**HOW TO COMPLETE THIS TASK:** Set every entry below down once more, exactly as it stands, without images.

- - - - - - -

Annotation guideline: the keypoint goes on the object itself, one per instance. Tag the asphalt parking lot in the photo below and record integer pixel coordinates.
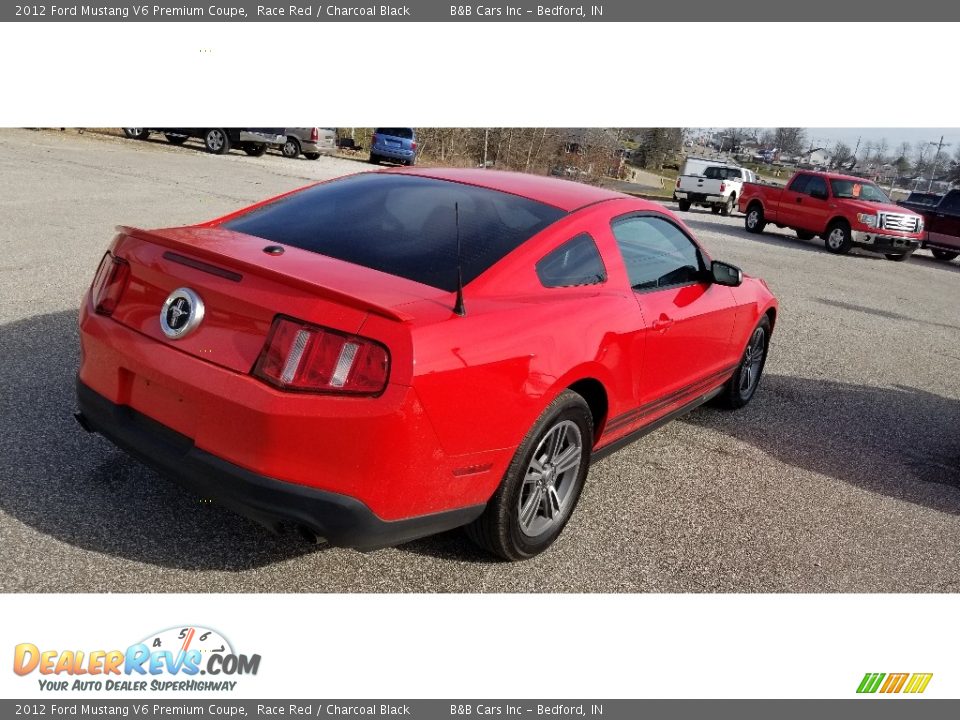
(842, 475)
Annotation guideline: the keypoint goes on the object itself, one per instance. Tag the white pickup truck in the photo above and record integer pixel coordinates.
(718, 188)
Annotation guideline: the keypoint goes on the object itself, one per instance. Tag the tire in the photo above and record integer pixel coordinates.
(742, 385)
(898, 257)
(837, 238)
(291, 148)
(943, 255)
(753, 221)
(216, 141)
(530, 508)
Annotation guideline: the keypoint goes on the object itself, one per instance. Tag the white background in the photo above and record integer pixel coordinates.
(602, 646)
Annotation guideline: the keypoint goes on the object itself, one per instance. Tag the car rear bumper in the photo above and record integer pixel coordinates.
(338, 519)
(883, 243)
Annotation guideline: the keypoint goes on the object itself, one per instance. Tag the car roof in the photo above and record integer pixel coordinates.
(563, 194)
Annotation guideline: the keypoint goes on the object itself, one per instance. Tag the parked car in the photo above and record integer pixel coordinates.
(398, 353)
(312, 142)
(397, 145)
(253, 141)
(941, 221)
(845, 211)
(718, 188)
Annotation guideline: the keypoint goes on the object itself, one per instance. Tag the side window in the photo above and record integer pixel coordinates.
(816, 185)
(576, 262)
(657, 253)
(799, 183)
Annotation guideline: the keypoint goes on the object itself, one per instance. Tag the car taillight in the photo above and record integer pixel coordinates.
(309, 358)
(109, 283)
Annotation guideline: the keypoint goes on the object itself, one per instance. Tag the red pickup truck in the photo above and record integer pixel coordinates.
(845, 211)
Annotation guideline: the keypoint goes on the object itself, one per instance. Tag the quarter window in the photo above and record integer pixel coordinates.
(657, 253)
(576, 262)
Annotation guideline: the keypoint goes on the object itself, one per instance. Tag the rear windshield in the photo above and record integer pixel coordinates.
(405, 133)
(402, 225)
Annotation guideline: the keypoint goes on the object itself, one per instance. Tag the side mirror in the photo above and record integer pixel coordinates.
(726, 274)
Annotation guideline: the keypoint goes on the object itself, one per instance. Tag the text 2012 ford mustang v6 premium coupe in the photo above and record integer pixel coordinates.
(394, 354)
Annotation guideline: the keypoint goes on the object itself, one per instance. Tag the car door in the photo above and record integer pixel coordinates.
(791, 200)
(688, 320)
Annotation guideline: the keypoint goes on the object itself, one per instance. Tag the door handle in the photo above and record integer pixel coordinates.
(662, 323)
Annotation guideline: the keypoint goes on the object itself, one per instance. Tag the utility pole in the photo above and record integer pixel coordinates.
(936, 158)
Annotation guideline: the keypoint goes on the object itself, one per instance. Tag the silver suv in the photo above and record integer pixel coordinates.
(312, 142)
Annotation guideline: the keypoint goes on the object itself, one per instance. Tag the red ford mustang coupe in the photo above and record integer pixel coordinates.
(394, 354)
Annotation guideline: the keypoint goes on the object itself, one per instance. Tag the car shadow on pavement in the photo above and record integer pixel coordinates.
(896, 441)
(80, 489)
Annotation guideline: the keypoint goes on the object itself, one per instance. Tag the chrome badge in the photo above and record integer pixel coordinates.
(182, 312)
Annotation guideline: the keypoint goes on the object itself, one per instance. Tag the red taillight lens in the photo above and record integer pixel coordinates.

- - - - - - -

**EXERCISE SOLUTION:**
Annotation guideline: the keypoint goes on the object itself, one per instance. Tag the asphalt parking lot in the photo below and record integer pixel coordinates.
(842, 475)
Annotation guideline: the keypoint goes on the object itself, one per instance. Tag the white pickup truck in the photo above and record integer pixel coordinates.
(718, 188)
Annotation guideline: the keypoint goes on the object itself, one per instance. Tag the tire in the photo above and record integer pixel coordinates.
(742, 385)
(898, 257)
(837, 238)
(291, 148)
(943, 255)
(753, 221)
(216, 141)
(530, 508)
Annotation guideline: the keypoint goes on the object itself, one per instance. Tag the white background in the photo above and record integer pixel coordinates.
(602, 646)
Annotation guideline: the keypoint goes on the object itself, one per instance. Tag the car rear bumper in the photo above and record integer pixel coordinates.
(338, 519)
(883, 243)
Annotation guideline: the keypoint goes on the object itself, one per instance. Tag the car roof in the photo above and record integer pixel coordinates.
(563, 194)
Annotation guideline: the keypoint goes on the object itself, one per instance. Tag the parked car in the photo above and record integer pixel coordinates.
(398, 353)
(312, 142)
(397, 145)
(253, 141)
(941, 221)
(845, 211)
(718, 188)
Annotation guideline: the keypoint goes on the object itself, one per instance. Tag the side window in the photo above and record integer pixel coordinates.
(816, 185)
(576, 262)
(657, 253)
(799, 183)
Annotation guideline: the keypoint goes on the object itself, one per instance. Tag the car taillight in the photo above and record integer pixel coordinates.
(309, 358)
(109, 283)
Annotation guideline: the keypoint goes on the object itself, one per instance. Tag the red pickup truck in the photo above and record integer pixel coordinates.
(845, 211)
Annotation guideline: the keypoint goes on the object itself, one per instance. Tag the quarter window in the photo above and record integer pixel coordinates.
(657, 253)
(576, 262)
Annotation guideline: the keypoint goes on the object itself, one per instance. Tag the rear windshield in the photo above and record integer pixel coordinates.
(405, 133)
(402, 225)
Annotation guideline: the keypoint goes on the object itself, one per instance. Tag the side mirror in the photo above and record integer pixel coordinates.
(726, 274)
Annotation guideline: the keypoint goes on the object itself, one per instance. Tag the text 2012 ford mustang v6 premium coupe in the photo above and record integer pixel coordinates.
(394, 354)
Annotation guideline: the keypoint goes on the object itself, one per instance. Tag the car door in the photo above and record integer pixel coordinates.
(791, 200)
(688, 320)
Annotation guideline: the keypoint goes on the object itself, one per instance. Tag the door handle in the photo above and record integer pixel coordinates.
(662, 323)
Annotation guideline: the keypoint goes on the object itself, one per instance. Tag the utility pole in the photo above and record integer pixel coordinates.
(936, 158)
Annotation guideline: the keypoint goes on the object itself, one per instance. Tag the silver suv in the photo above and record integer pixel coordinates.
(312, 142)
Annotation guideline: the keypoint goes on the object itself, one per instance. Tag the red ford mustang coupe in the photo above and record integer pixel coordinates.
(394, 354)
Annotation guideline: the keypoint goes on the object itself, one per instance. Tag the car shadow on pavement in the photo above and record integer pixel coordinates.
(896, 441)
(80, 489)
Annotation guideline: the keypoint goes on the object itself, one per instance. Tag the chrome badge in the photo above and record integer pixel coordinates.
(182, 312)
Annotation guideline: the keypoint goes on the object itself, one per instance. Tag the red taillight lens in the photo above and record integer pixel coordinates.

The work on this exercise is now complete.